Записи набора данных

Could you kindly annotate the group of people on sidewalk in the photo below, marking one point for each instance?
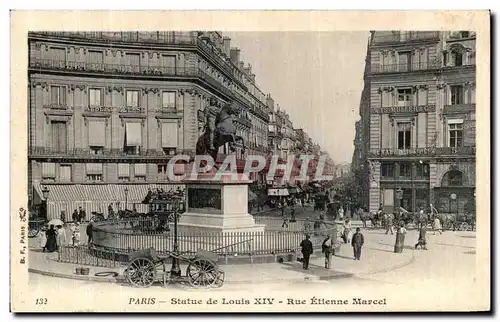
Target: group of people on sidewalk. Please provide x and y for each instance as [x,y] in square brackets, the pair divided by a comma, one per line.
[55,237]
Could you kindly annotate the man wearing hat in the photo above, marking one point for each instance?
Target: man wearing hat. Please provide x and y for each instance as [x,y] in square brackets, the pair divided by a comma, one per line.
[327,249]
[307,250]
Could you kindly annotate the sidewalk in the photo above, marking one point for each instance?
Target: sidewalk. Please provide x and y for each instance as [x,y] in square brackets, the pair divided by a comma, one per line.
[377,257]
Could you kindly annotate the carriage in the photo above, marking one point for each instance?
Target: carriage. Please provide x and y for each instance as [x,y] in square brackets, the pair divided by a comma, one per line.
[35,226]
[147,267]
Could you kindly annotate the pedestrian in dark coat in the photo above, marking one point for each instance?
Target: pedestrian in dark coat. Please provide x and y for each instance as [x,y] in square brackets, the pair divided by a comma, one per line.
[422,238]
[51,245]
[327,248]
[357,243]
[307,250]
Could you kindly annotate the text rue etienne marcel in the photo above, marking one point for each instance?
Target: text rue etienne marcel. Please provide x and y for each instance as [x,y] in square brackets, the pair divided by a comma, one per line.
[259,301]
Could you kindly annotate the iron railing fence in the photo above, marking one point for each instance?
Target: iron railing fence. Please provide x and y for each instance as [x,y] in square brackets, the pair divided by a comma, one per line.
[135,234]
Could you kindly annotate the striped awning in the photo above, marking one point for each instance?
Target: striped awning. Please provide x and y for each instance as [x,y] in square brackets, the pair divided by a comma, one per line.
[61,192]
[97,134]
[169,134]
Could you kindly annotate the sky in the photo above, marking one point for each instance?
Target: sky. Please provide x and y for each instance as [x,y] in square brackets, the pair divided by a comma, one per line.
[317,77]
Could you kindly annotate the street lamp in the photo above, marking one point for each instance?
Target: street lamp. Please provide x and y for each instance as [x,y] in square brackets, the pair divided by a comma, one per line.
[175,205]
[45,195]
[126,198]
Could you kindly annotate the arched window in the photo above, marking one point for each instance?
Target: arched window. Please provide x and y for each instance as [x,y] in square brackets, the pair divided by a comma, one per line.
[452,178]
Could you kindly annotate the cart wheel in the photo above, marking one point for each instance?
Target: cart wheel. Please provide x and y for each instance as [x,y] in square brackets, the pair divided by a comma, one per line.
[33,232]
[141,272]
[202,273]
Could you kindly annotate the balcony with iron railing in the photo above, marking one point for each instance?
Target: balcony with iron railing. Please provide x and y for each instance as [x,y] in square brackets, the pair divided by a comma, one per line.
[79,153]
[113,69]
[405,67]
[423,152]
[405,36]
[156,38]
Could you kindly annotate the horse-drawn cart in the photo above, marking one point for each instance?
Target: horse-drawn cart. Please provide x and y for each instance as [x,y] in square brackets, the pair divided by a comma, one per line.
[35,226]
[146,267]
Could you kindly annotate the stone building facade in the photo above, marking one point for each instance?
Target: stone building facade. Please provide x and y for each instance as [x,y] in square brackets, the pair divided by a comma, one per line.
[422,120]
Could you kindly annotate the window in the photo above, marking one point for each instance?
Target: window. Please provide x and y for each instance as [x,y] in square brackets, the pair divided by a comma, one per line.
[457,94]
[455,178]
[48,171]
[123,172]
[168,99]
[405,97]
[95,60]
[58,95]
[59,136]
[140,172]
[387,170]
[456,134]
[132,150]
[95,97]
[404,61]
[457,58]
[404,135]
[405,170]
[94,177]
[94,171]
[65,173]
[132,98]
[422,171]
[96,150]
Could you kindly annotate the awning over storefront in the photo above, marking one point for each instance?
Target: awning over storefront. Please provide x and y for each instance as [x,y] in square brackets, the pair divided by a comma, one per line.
[97,133]
[134,134]
[96,197]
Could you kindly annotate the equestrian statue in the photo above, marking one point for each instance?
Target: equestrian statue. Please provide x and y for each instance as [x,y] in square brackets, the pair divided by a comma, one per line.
[218,131]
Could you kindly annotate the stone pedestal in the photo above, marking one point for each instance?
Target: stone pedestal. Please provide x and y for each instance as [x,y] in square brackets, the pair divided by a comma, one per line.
[218,204]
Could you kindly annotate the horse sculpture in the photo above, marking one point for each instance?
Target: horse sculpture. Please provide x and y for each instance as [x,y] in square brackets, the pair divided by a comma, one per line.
[219,132]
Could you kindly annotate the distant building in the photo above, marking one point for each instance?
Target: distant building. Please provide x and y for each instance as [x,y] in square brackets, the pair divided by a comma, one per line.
[422,120]
[107,111]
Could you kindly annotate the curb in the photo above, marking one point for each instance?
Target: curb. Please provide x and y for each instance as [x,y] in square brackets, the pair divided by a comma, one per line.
[325,277]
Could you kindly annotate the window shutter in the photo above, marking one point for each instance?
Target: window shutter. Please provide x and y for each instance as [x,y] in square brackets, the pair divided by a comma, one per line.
[422,97]
[123,170]
[94,168]
[133,134]
[65,173]
[48,170]
[97,133]
[54,94]
[169,134]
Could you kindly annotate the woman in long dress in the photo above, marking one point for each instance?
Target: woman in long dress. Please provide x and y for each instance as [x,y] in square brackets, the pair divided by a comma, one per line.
[51,245]
[43,238]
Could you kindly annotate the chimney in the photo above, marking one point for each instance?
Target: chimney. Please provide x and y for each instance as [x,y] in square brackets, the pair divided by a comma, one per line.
[226,42]
[235,55]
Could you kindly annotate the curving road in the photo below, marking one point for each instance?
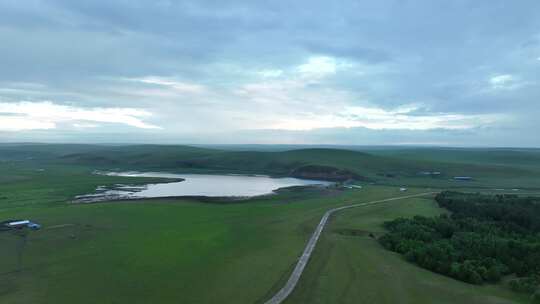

Задание ▸ Перепишите все приведённые выше записи слово в слово, опустив изображения.

Ответ ▸
Could you kindly annotate the group of people on sidewalk in the photo below, marking one point for each instance?
Target: group of people on sidewalk. Please provide x and y for each instance as [x,y] in square brackets, the pair divided by a comma, one per line.
[55,237]
Could you kindly annotate the man wearing hat in the photo above, marking one point for each instance?
Target: man wearing hat. Please provide x and y for each instance as [x,y] in square brackets, the pair divided by a comma, one per line.
[327,249]
[307,250]
Could you kindly annotate the sidewalk in the photo above, marking one point for each instance?
Target: sidewalk. Please provide x and y for each instance as [x,y] in square brackets, the pair divided by a comma, one per line.
[377,257]
Could you kindly annotate the carriage in the photo above, marking one point for each instance?
Target: carriage. Please provide x and y for each instance as [x,y] in square brackets, the pair divided by a comma, one per line.
[35,226]
[147,267]
Could you kindly annotate the pedestrian in dark coat in the photo above, marking one point for each instance?
Target: pedestrian in dark coat. Please provide x and y for each instance as [x,y] in square brackets, the pair divided by a comma, one per line.
[422,238]
[51,245]
[327,248]
[357,243]
[307,250]
Could you kindly annotate the text rue etienne marcel in the photo above, marking one point for each instance?
Target: text rue etienne marcel. Please provide x and y for each instance as [x,y] in square brackets, the pair divided by a comma, one per line.
[259,301]
Could you kindly annotate the iron railing fence in the photo above, marking one point for each instance?
Target: iron railing fence. Please provide x and y for each instance as [x,y] in square brackets, the pair divided by a comma, one per line.
[135,234]
Could you kindly annotate the striped awning in the photo above, marking one point for each instance?
Target: striped awning. Please provide x and y for each instance as [x,y] in square brackets, the pair divided by a comma, one per line.
[61,192]
[97,134]
[169,134]
Could you kindly annotate the sky in the photo above, marking one point for each instance?
Target: sky. Please provide x and y for each instance as [x,y] in square brackets, the pair divided by a comma, one per line.
[317,77]
Could you kindly annotate the street lamp in the photo above, marking one point for each instance?
Target: street lamp. Please provide x and y for each instance as [x,y] in square brackets, the pair divided by a comma, one per line.
[175,205]
[45,195]
[126,198]
Could you kindly annotate the arched window in the photo above, marking one point for each instance?
Target: arched window. Please provide x and y for each instance as [x,y] in square brackets, the pair divided by a comma, one per line.
[452,178]
Could you kindly annotate the cart wheel in the photo above, marking one point for each instance?
Target: cart wheel. Please provide x and y for each instance as [x,y] in square brackets, the pair divided by a comma, one per line.
[33,232]
[141,272]
[202,273]
Could you kindly annotate the balcony with iron railing in the photo above, marking one point for each instance?
Target: balcony with iron railing. Please provide x and y for each instance as [x,y] in square brackets, the pair divided by a comma, one per line.
[79,153]
[113,69]
[405,67]
[423,152]
[405,36]
[156,38]
Could you kindly annotate the horse-drawn cart in the photo above, marking one point for each instance?
Target: horse-drawn cart. Please provide x and y for each instance as [x,y] in square brackets, the pair divided by a comma, one per line.
[35,226]
[146,267]
Could you kindly annotate the stone building facade in the photo above, marking one point for each instance?
Target: stone building facade. Please provide x and y for each instance as [x,y] in square brackets, the pair divided by a comma, one per line.
[422,120]
Could you kindly annotate the window in the photo above, marking one point for each instance?
Target: window. Please provide x and y for each instance as [x,y] in square brackets, the pair divided by a comma, one per line.
[457,94]
[455,178]
[48,171]
[123,172]
[168,99]
[405,97]
[95,60]
[58,95]
[59,136]
[140,172]
[387,170]
[456,134]
[132,150]
[95,97]
[404,61]
[457,58]
[404,135]
[405,170]
[94,177]
[94,171]
[65,173]
[132,98]
[422,171]
[96,150]
Could you kindly annotate the awning over storefront in the photo above, marking one point for each instance?
Target: awning over storefront. Please provide x and y for each instance as [x,y] in square brackets, the pair divided by a comma, one per line.
[97,133]
[134,134]
[96,197]
Could you kindly annotate the equestrian statue in the photo above, marking one point for each instance?
Target: equestrian statue. Please provide x and y for each instance as [x,y] in square brackets, the pair divided by a comma, one per line.
[218,131]
Could you kindly annotate the stone pedestal in the photo above, marking one point for each instance?
Target: stone pedestal. Please provide x and y for each instance as [x,y] in square brackets, the pair divided by a comma, one per line.
[218,204]
Could you kindly annotate the horse sculpture in the photo above, marking one point for each instance?
Target: horse sculpture. Please provide x and y for each instance as [x,y] in square brackets, the pair divided by a comma, one per line.
[219,132]
Could you kindly annotate the distant building in the photo above, marking one point for each instance?
Target: distant building. Please provide x and y for each instance as [x,y] in square brackets, the pair divided by a comma, one per line.
[422,120]
[107,111]
Could you kindly annotate the curb in the photo above, marking one point for each instance?
Target: curb. Please provide x and y for each instance as [x,y] in square brackets, the pair divided by a comma, one per line.
[325,277]
Could you kindly annotate the window shutter in the photo above, marking one point for each instance?
Target: window shutter. Please provide x and y for each instance as [x,y] in square brackets, the pair divided by a comma, one per line.
[422,97]
[123,170]
[94,168]
[133,134]
[65,173]
[48,170]
[97,133]
[54,94]
[169,134]
Could you kindly annotate the woman in long dress in the photo above, marking one point for each instance?
Target: woman in long dress. Please provide x and y for each instance as [x,y] in square brackets, the pair divided by a comma, one per line.
[51,245]
[43,238]
Could you kindly annotate the chimney in the photo above, marking one point for each instance?
Target: chimney. Please provide x and y for each instance as [x,y] in square brackets, the pair divided by a comma, one per line.
[226,42]
[235,55]
Could you kindly annotate the curving road in the photo below, marking one point for each instance?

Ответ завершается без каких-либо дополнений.